Output the lines that follow exactly as they are.

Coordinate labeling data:
----
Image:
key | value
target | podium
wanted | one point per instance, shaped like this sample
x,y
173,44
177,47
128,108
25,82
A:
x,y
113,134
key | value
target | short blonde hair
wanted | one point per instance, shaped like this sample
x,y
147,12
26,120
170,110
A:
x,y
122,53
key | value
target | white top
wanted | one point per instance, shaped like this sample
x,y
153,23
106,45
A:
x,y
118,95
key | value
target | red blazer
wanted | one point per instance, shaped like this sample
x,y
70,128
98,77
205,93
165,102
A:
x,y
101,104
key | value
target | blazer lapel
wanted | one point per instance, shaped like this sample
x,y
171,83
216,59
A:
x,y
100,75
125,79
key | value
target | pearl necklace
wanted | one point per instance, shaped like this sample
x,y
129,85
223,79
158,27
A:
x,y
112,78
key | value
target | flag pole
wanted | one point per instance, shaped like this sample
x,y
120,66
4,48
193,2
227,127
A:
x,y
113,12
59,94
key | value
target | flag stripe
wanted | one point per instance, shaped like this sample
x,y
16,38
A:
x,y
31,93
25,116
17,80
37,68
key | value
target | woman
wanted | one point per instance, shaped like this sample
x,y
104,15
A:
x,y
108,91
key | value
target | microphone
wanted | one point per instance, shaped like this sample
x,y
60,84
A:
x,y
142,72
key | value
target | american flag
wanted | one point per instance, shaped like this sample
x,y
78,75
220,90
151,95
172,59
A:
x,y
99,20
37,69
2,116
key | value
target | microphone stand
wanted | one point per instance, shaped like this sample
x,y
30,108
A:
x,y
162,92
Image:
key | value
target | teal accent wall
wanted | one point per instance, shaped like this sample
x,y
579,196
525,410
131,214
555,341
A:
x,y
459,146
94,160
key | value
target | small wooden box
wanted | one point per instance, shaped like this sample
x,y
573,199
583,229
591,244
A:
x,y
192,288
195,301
----
▶ WRITTEN REPLY
Image:
key | value
target | podium
wanted | one point per instance, shaped like this sample
x,y
173,44
177,47
128,108
25,82
A:
x,y
113,134
key | value
target | short blonde hair
wanted | one point per instance, shaped like this sample
x,y
147,12
26,120
170,110
A:
x,y
122,53
key | value
target | white top
wanted | one point per instance, shaped like this sample
x,y
153,23
106,45
A:
x,y
118,95
key | value
target | red blazer
wanted | one point per instance, shaped like this sample
x,y
70,128
98,77
205,93
165,102
A:
x,y
101,104
key | value
target | blazer lapel
wanted | one point per instance, shaped like this sample
x,y
171,83
216,59
A:
x,y
100,75
125,79
key | value
target | pearl necklace
wanted | one point per instance, shaped like this sample
x,y
129,85
223,79
158,27
A:
x,y
112,78
key | value
target | flag pole
wanted | one point per instance, shaped like this sample
x,y
120,66
4,48
193,2
227,127
A:
x,y
113,12
59,94
key | value
target | flag stripe
wanted | one point per instance, shaped like this sample
x,y
16,38
A:
x,y
31,93
25,116
17,80
37,68
key | value
target | woman
wanted | one point per instance, shaped like this sample
x,y
104,15
A:
x,y
108,91
key | value
target | microphone
wanted | one point per instance, shaped like this sample
x,y
60,84
A:
x,y
142,72
key | value
target | american flag
wanted | one point per instance, shaped like this sample
x,y
78,75
220,90
151,95
172,59
A:
x,y
99,20
37,69
2,116
key | value
target | microphone stand
wanted | one point per instance, shaped like this sample
x,y
30,108
A:
x,y
162,92
Image:
key | value
target | teal accent wall
wanted | one point per instance, shaped like this sample
x,y
579,196
525,410
131,214
555,341
A:
x,y
459,146
94,160
key | value
target | small wooden box
wanted | one point per instance, shaped like this sample
x,y
573,199
583,229
591,244
A:
x,y
192,288
195,301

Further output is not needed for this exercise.